(Point-per-instance localization data)
************

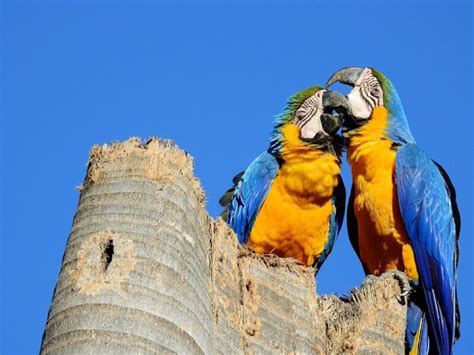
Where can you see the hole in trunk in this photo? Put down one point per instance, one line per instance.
(108, 254)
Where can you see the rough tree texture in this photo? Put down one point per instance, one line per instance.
(146, 270)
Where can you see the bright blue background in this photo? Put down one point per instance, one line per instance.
(210, 76)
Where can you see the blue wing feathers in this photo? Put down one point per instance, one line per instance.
(249, 194)
(336, 220)
(427, 212)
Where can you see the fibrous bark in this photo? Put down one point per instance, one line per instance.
(146, 270)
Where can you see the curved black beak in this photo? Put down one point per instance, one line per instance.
(347, 76)
(335, 108)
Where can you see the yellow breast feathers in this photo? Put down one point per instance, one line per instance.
(294, 219)
(383, 242)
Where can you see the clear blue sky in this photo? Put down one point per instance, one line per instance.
(211, 77)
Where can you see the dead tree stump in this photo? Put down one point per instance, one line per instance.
(146, 270)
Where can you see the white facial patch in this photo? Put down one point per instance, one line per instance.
(366, 95)
(308, 116)
(359, 106)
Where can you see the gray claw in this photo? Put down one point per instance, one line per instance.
(405, 285)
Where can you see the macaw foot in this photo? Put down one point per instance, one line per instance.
(405, 285)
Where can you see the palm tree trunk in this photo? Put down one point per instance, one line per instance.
(146, 270)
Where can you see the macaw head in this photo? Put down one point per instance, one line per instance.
(311, 119)
(373, 93)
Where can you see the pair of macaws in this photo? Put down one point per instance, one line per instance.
(402, 215)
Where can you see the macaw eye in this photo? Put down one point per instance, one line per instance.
(375, 91)
(300, 114)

************

### Brief
Starting with the line that contains "Where can you see the bright", restate every line up to and including the last one above, exactly.

### Solution for this task
Where can you see the bright blue background in this photo? Put down one point per instance, one line per instance.
(210, 76)
Where can you see the blue wing feathers in this photo? Put down one point per instance, one line per instance.
(249, 194)
(336, 220)
(427, 212)
Where can you see the fibrous bark in this photo? Put down one point per instance, one line per instance.
(146, 270)
Where can you see the curved black beak in this photo? Put down one point per instance, one line per instance.
(347, 76)
(335, 108)
Where can you see the yellow breast feathers in this photo? Put down one point per instance, one line per instance.
(294, 219)
(383, 242)
Where can you see the clear blue sky in this photo? Put down one point per instance, one line per instance.
(211, 77)
Where can you see the dead tree stump in this photo? Put down one point per instance, one line per instance.
(146, 270)
Where can you see the white facial patch in this photo? Put down one point per instance, one line per instance.
(366, 95)
(308, 116)
(359, 106)
Where can you see the gray claw in this photo? Put down one point per instance, one line per instance.
(405, 285)
Where can you see the macaw foot in this photo? Put down one point per instance, one line per instance.
(405, 285)
Where can you see the palm tree trunk in this photo? Put down one point per instance, one line per instance.
(146, 270)
Where can you see the macaw head in this photo? Put down one point per instance, one line per instance.
(311, 119)
(373, 93)
Where can you see the pair of macaws in this photo? Put down one point per instance, one line per instance.
(402, 215)
Where can you see the macaw eye in this photo? Put down one point per instance, one line per instance.
(375, 91)
(300, 114)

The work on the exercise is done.